:: WHAT IS EXPECTED ::
Can the data below be echoed back word for word?

:: Data items ::
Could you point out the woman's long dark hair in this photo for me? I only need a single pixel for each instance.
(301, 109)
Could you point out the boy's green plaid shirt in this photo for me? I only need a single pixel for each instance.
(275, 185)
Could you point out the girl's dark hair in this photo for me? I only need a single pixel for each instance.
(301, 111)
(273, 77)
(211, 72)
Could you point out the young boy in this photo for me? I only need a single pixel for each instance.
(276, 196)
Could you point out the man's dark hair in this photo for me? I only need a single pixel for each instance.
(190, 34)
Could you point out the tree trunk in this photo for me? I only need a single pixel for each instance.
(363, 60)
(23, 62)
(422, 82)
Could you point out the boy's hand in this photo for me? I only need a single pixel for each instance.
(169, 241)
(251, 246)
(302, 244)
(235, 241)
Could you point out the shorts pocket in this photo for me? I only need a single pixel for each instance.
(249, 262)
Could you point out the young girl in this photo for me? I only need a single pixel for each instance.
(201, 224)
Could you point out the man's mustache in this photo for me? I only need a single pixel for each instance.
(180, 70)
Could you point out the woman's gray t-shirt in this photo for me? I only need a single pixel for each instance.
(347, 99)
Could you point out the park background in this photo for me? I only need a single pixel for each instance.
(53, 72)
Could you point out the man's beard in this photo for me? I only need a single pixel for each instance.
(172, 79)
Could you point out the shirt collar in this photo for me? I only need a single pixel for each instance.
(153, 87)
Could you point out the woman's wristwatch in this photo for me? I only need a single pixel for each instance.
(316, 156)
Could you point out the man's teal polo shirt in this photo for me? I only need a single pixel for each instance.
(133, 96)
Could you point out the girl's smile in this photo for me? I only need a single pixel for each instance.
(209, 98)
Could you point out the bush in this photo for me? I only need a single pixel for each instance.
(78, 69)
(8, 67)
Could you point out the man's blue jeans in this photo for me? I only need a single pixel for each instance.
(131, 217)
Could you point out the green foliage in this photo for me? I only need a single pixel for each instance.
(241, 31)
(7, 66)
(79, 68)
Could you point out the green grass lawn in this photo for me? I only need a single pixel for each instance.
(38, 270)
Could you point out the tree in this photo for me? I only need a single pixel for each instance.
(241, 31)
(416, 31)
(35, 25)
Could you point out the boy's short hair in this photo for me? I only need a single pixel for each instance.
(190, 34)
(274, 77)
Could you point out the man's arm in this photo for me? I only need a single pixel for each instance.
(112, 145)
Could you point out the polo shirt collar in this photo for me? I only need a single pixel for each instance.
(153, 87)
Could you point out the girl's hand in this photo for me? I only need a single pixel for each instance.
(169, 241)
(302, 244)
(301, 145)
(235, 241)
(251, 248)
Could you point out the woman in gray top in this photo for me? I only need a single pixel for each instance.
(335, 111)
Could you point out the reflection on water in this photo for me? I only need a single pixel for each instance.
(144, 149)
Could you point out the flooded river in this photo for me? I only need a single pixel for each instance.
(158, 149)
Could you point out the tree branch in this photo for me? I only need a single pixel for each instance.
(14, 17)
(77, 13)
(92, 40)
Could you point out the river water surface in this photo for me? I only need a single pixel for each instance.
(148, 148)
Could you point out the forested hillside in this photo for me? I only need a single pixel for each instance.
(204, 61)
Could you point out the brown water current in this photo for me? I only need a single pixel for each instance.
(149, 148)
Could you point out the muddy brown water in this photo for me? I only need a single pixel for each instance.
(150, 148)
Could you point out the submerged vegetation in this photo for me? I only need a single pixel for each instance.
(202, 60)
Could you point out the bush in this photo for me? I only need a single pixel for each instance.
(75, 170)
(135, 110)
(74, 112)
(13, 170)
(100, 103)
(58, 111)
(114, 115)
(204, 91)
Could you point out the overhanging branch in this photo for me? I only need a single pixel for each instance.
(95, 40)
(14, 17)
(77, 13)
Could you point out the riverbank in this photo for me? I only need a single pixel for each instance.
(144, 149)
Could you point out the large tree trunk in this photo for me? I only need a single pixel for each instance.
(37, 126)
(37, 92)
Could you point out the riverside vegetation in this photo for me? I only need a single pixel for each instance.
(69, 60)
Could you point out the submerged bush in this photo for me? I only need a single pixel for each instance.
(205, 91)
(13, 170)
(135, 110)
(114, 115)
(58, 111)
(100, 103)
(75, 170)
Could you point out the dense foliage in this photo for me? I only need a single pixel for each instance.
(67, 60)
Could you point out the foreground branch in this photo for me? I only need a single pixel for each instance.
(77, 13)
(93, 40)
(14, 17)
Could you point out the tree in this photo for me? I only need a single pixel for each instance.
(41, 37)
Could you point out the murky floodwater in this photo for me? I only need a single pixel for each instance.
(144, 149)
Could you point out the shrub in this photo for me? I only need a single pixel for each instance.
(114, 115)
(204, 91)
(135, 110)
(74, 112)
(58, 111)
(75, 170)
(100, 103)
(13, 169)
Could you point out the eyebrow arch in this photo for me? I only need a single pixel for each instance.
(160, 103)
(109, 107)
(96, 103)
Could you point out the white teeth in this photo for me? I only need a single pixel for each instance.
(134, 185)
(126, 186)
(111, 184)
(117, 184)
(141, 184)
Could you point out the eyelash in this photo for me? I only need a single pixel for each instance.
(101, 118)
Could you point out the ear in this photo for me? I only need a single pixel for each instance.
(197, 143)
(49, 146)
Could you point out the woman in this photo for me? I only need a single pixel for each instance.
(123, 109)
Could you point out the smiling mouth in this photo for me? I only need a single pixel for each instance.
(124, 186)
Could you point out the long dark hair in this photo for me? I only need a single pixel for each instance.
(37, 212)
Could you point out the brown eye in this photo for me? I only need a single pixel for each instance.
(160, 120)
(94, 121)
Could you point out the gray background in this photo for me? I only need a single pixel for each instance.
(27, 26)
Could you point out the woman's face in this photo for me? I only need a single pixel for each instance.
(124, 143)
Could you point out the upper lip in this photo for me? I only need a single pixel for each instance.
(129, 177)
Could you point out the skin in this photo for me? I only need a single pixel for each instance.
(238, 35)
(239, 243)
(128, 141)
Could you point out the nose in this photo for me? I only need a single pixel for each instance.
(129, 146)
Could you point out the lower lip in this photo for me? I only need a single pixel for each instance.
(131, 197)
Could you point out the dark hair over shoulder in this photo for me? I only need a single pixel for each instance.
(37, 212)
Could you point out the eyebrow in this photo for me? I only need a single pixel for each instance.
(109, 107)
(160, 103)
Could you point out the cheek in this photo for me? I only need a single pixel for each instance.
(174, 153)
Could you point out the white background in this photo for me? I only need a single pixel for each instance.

:: WRITTEN SOLUTION ::
Could you point out the woman's long dark hair in this photo for me? I only need a single pixel for each instance.
(301, 109)
Could you point out the boy's green plaid shirt in this photo for me? I only need a single pixel for each instance.
(275, 185)
Could you point out the girl's dark hair in this photo for me? I only need a single pixel for each instance.
(301, 111)
(273, 77)
(211, 72)
Could you point out the young boy in this photo for me? I only need a single pixel for each instance.
(276, 196)
Could you point out the man's dark hair in this photo for me? I only need a single pixel for each instance.
(190, 34)
Could you point out the tree trunk in this photo for me? I only need a single pixel for each instance.
(363, 60)
(23, 62)
(422, 82)
Could you point out the boy's hand in this photo for me? I only need a single pixel for each instance.
(169, 241)
(251, 246)
(302, 244)
(235, 241)
Could you point out the shorts pocket in this photo for me? I only need a single pixel for each instance.
(249, 262)
Could you point out the young girl in this photo for me? I only need a single pixel for each instance.
(201, 224)
Could you point out the man's mustache in this photo for me? I only need a single pixel for each instance.
(180, 70)
Could you point out the woman's gray t-shirt in this photo for me? I only need a single pixel for each instance.
(347, 99)
Could you point out the park background in this photo for me? I only need a single pixel for each instance.
(53, 72)
Could you point out the man's beard in this photo for me? I only need a single pixel for each instance.
(172, 79)
Could you point out the shirt collar in this photo for me? I only need a single pixel for each instance.
(153, 87)
Could you point out the woman's wristwatch in this photo for me? I only need a single pixel for each instance.
(316, 156)
Could you point out the man's teal polo shirt in this photo for me? I only need a single pixel for each instance.
(133, 96)
Could you point out the girl's smile in this photo for me? I only need a single pixel for each instance.
(209, 98)
Could you point out the bush in this photo for me? I only need a single pixel for each instance.
(78, 69)
(8, 67)
Could you point out the man's blue jeans in this photo for me? I only need a single pixel for each instance.
(131, 217)
Could you point out the green foliage in this photo for me? I only need a single pixel for each instance.
(241, 31)
(7, 66)
(79, 68)
Could you point out the green grass lawn in this photo for me? I only need a single pixel for each instance.
(38, 270)
Could you point out the tree in this photo for me? I only need a single pixel for each instance.
(241, 31)
(416, 31)
(35, 25)
Could you point out the boy's short hair in this photo for me? I only need a single pixel for each instance.
(190, 34)
(274, 77)
Could you point out the man's arm in this photo for me? I only need a single pixel for each instance.
(112, 145)
Could you point out the polo shirt collar in this photo for me? I only need a single pixel for each instance.
(153, 87)
Could you point out the girl's hand in this photo for me? I only need a single pixel for each instance.
(169, 241)
(302, 244)
(301, 145)
(235, 241)
(251, 248)
Could you point out the woman in gray top in this photo for me? I only need a single pixel for each instance.
(335, 111)
Could you point out the reflection on water in this photo for me? I only need a single pixel for each instance.
(144, 149)
Could you point out the flooded river in this photo for me? I only need a single pixel for each instance.
(158, 149)
Could you point out the tree branch in this photo for me? I only need a single pixel for each instance.
(14, 17)
(77, 13)
(92, 40)
Could you point out the river water surface in this photo for me? I only need a single pixel for each instance.
(148, 148)
Could you point out the forested hillside in this photo for me? I only need a single pixel for each instance.
(204, 61)
Could you point out the brown water current in this photo for me? I only need a single pixel for each instance.
(149, 148)
Could you point out the muddy brown water in this photo for me? I only need a single pixel for each instance.
(150, 148)
Could you point out the submerged vegetation in this photo for me? I only need a single pixel for each instance.
(202, 60)
Could you point out the bush in this photo for me? I only need a single pixel for each instance.
(75, 170)
(135, 110)
(74, 112)
(13, 170)
(100, 103)
(58, 111)
(114, 115)
(204, 91)
Could you point out the overhanging branch in this photo for me? I only need a single pixel for each instance.
(95, 40)
(14, 17)
(77, 13)
Could you point out the riverbank in this photo for me? I only need a single pixel for each instance.
(144, 149)
Could you point out the large tree trunk in this photo for me? I only need a single pixel for each instance.
(37, 126)
(37, 92)
Could you point out the riverside vegetation in this photo for me? I only need a single pixel for each instance.
(69, 60)
Could you point out the submerged bush in this photo for me? I only need a single pixel for each instance.
(205, 91)
(13, 170)
(135, 110)
(114, 115)
(58, 111)
(100, 103)
(75, 170)
Could you point out the dense foliage in this photo for me? I only need a single pixel for each instance.
(67, 60)
Could you point out the foreground branch in this photo for me? I only need a single pixel for each instance.
(77, 13)
(93, 40)
(14, 17)
Could you point out the tree in this photo for me? I only need a single pixel for each instance.
(41, 37)
Could you point out the murky floodwater in this photo for me? I only need a single pixel for each instance.
(144, 149)
Could you point out the shrub in this photo for me? I only need a single pixel for each instance.
(114, 115)
(204, 91)
(135, 110)
(74, 112)
(58, 111)
(75, 170)
(100, 103)
(13, 169)
Could you point out the eyebrow arch in this photo for me? I only need a single pixel for each instance.
(160, 103)
(109, 107)
(96, 103)
Could you point out the white teeth in this photo for me? I only need a single pixel for each instance.
(134, 185)
(126, 186)
(111, 184)
(117, 184)
(141, 184)
Could you point out the eyelash in this photo for me? I only need a single pixel for each instance.
(101, 118)
Could you point out the ear in this photo for me? I only need a single pixel for each instance.
(197, 143)
(49, 146)
Could you point out the woman in this photo for me? I only need a single pixel for each instance.
(123, 109)
Could you point out the smiling mouth in this photo for me? I only need a single pixel for each instance.
(124, 186)
Could you point out the long dark hair in this photo for me? I only need a single pixel for each instance.
(37, 212)
Could you point out the brown eye in this photo for me? I only need a single pixel for each instance.
(160, 120)
(94, 121)
Could you point out the gray background in this photo for me? I only need a single pixel for each instance.
(27, 26)
Could you point out the woman's face in this photo for me? I only need a single pixel for each instance.
(124, 143)
Could you point out the upper lip in this photo for me? I only need a single pixel for each instance.
(129, 177)
Could you point out the skin in this photo for me? I only need a single pixel for each instance.
(238, 35)
(239, 243)
(128, 141)
Could you point out the nose in this photo for me? I only need a single pixel for each instance.
(129, 146)
Could you point out the lower lip in this photo for me? I only need a single pixel for each instance.
(131, 197)
Could you point out the dark hair over shoulder in this photo for me? I only need a single pixel for each instance.
(37, 212)
Could you point out the eyebrow in this photo for me? I only need a single pixel for each instance.
(109, 107)
(160, 103)
Could you point out the cheek in this photo for me? I only need a single pixel for each instance.
(174, 153)
Could you point out the white background in this photo for me? I only need a single pixel for each instance.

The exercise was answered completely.